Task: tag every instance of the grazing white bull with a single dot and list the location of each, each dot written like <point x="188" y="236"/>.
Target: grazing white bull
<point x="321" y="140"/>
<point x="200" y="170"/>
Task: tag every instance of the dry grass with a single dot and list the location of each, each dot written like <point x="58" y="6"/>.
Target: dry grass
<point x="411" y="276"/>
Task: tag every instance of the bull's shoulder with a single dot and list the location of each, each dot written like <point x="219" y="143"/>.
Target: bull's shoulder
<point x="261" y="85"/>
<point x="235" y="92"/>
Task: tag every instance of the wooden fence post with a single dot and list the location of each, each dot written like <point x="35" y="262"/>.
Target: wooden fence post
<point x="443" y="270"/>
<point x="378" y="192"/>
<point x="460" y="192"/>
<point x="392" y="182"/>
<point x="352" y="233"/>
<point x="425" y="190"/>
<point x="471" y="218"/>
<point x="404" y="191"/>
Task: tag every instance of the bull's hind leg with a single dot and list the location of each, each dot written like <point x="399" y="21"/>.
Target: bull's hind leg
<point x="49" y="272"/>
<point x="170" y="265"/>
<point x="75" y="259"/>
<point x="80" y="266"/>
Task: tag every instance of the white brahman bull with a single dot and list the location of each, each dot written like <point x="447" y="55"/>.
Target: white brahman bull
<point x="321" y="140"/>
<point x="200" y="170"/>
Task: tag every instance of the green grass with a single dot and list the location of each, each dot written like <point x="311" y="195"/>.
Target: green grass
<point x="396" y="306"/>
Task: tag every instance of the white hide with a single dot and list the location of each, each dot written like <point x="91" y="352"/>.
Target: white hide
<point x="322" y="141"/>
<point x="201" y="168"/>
---
EXERCISE TASK:
Rewrite all of the items above as a CSV with the two columns "prompt" and "response", one row per item. Put each field in double quotes and replace any line breaks within a field with spaces.

EXERCISE RESULT:
prompt,response
"Task: tag every instance of the grazing white bull with a single dot and list the location of each, each dot written like <point x=""188"" y=""236""/>. Target: grazing white bull","<point x=""321"" y=""140""/> <point x=""200"" y=""170""/>"
"Task: tag every instance of the dry grass with a single dot and list the location of each, each dot written like <point x=""58"" y=""6""/>. Target: dry grass","<point x=""411"" y=""276""/>"
"Task: tag every instance of the bull's shoulder with a single dot and list the location of each, each dot written like <point x=""219"" y=""143""/>. Target: bull's shoulder","<point x=""261"" y=""85""/> <point x=""235"" y=""92""/>"
"Task: tag every instance of the wooden fence post with a single dot and list the location of each, each dot written like <point x=""35"" y=""262""/>. Target: wooden fence post","<point x=""443"" y=""270""/> <point x=""378"" y=""192""/> <point x=""460"" y=""192""/> <point x=""392"" y=""182""/> <point x=""352"" y=""233""/> <point x=""425"" y=""190""/> <point x=""471"" y=""218""/> <point x=""404"" y=""191""/>"
"Task: tag every instance of the bull's hind leg with a single dot and list the location of each, each dot written like <point x=""399"" y=""21""/>. Target: bull's hind leg","<point x=""49"" y=""272""/> <point x=""170"" y=""265""/> <point x=""75"" y=""259""/> <point x=""80"" y=""266""/>"
"Task: tag every instance of the white brahman bull with a single dot and list the location of each, each dot written like <point x=""447"" y=""55""/>. Target: white brahman bull","<point x=""321"" y=""140""/> <point x=""200"" y=""170""/>"
"Task: tag every instance of the green grass with a single dot and list the location of each, each dot written like <point x=""311"" y=""195""/>. Target: green grass","<point x=""396"" y=""306""/>"
"Task: tag every instance of the white hide with a single dot and list the location of each, each dot written like <point x=""91"" y=""352""/>. Target: white hide","<point x=""322"" y=""141""/> <point x=""201"" y=""168""/>"